» **TO BE DONE**
Retype all of the records below character for character, leaving nothing out and changing nothing.

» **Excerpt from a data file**
┏━━

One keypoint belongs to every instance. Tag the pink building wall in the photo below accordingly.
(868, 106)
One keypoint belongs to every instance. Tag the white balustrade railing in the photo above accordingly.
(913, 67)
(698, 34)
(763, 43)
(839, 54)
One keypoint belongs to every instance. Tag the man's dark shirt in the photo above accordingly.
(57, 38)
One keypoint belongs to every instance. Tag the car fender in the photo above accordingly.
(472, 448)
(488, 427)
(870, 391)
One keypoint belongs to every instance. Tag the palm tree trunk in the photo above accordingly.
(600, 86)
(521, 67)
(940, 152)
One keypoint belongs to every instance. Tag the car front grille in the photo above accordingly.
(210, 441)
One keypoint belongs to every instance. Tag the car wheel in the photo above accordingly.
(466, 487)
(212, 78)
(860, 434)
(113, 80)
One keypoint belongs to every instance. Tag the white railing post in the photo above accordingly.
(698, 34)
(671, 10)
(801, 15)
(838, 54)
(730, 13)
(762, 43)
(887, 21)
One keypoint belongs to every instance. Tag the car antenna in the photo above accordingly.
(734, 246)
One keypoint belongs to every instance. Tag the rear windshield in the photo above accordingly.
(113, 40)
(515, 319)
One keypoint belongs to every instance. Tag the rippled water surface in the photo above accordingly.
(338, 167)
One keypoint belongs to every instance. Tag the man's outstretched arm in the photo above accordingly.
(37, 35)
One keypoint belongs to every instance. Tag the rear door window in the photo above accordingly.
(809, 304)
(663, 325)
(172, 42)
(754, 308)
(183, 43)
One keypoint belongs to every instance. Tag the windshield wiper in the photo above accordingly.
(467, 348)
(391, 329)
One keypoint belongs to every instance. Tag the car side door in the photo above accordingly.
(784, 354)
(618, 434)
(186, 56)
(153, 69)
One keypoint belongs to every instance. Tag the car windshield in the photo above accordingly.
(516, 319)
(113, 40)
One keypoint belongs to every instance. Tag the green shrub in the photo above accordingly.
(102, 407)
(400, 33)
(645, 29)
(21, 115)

┗━━

» **WRITTEN RESPONSE**
One keypoint belongs to every instance. Tag the pink building wall in the photo below accordingly.
(868, 106)
One keypoint belongs to every instance. Tag the white balustrade railing in the photo above accordingly.
(913, 67)
(698, 34)
(763, 43)
(839, 54)
One keypoint belongs to every instance. Tag the man's dark shirt in the photo above accordingly.
(57, 38)
One keypoint belongs to every instance. Tag the car fender in the photo above accordingly.
(472, 448)
(488, 427)
(870, 391)
One keypoint belongs to every instance. Tag the palm tree trunk in the photo above accordingly.
(600, 86)
(521, 67)
(940, 152)
One keypoint belongs to every instance. Tag the car front grille in the photo above accordingly.
(210, 441)
One keypoint belongs to every instance. Tag the car wheel in the photo above accordingly.
(466, 487)
(212, 78)
(860, 434)
(113, 80)
One keypoint belongs to every instance. Tag the white railing post in the photo above accordingly.
(698, 34)
(671, 10)
(801, 15)
(838, 54)
(730, 13)
(762, 43)
(887, 21)
One keypoint belongs to every instance. Tag the car antenna in the photo above accordingly.
(734, 246)
One keypoint belongs to every instance. Tag the rear windshield in the photo above accordingly.
(113, 40)
(515, 319)
One keypoint belongs to every instance. Tag the rippled water surface in the photo above accordingly.
(338, 167)
One keypoint belongs to every instance. Tag the man's outstretched arm in the photo above accordingly.
(37, 35)
One keypoint belongs to every instance. Tag the rear door window in the photo above accordingly.
(809, 304)
(663, 325)
(172, 42)
(754, 308)
(183, 43)
One keypoint belongs to every instance. Tag the windshield wiper in the photo above accordingly.
(467, 348)
(391, 329)
One keypoint belongs to every instance. Tag the car side door in the photo above accordingly.
(784, 354)
(618, 434)
(186, 56)
(153, 69)
One keypoint belongs to every instance. Tag the car windshield in the photo above accordingly.
(516, 319)
(113, 40)
One keypoint belongs to every instance. Tag the green shrub in the photo above accordingly.
(102, 407)
(400, 33)
(645, 29)
(21, 115)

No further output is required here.